▶ [TASK DIRECTIONS]: Return each line of the records that contains the word "query". Case counts.

— START EXTRACTED DATA —

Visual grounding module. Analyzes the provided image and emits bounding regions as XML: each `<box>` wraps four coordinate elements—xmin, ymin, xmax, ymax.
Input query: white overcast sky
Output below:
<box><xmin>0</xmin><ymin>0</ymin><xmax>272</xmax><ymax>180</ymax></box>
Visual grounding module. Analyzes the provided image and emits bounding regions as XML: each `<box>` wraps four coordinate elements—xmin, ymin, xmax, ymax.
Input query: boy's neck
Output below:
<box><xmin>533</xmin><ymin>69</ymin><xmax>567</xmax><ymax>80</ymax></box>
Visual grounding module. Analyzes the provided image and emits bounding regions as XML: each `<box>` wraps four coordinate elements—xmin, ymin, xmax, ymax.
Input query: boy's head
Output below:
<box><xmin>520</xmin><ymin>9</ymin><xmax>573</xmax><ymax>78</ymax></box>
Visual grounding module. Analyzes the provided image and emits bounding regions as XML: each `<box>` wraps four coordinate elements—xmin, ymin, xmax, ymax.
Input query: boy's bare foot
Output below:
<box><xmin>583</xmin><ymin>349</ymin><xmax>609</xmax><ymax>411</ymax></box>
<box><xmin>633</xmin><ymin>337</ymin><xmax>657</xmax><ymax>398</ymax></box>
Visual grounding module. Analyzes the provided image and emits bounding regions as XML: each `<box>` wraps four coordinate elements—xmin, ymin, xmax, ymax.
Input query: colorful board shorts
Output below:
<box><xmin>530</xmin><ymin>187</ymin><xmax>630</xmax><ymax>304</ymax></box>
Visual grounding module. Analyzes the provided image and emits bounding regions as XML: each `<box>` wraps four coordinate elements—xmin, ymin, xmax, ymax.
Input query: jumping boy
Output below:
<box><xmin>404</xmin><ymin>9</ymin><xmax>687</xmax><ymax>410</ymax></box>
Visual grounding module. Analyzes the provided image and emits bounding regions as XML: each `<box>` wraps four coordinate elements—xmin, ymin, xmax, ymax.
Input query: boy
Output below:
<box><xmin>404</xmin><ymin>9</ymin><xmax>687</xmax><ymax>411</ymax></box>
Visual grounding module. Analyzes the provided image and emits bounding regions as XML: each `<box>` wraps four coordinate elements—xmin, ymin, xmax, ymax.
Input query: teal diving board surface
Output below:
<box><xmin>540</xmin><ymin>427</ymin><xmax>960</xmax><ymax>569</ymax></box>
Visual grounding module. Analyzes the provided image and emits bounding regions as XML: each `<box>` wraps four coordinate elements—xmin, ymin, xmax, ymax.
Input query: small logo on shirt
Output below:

— END EXTRACTED DATA —

▶ [RESPONSE]:
Input query: white overcast sky
Input query: boy's neck
Input query: boy's head
Input query: boy's bare foot
Input query: colorful board shorts
Input query: jumping boy
Input query: boy
Input query: teal diving board surface
Input query: small logo on shirt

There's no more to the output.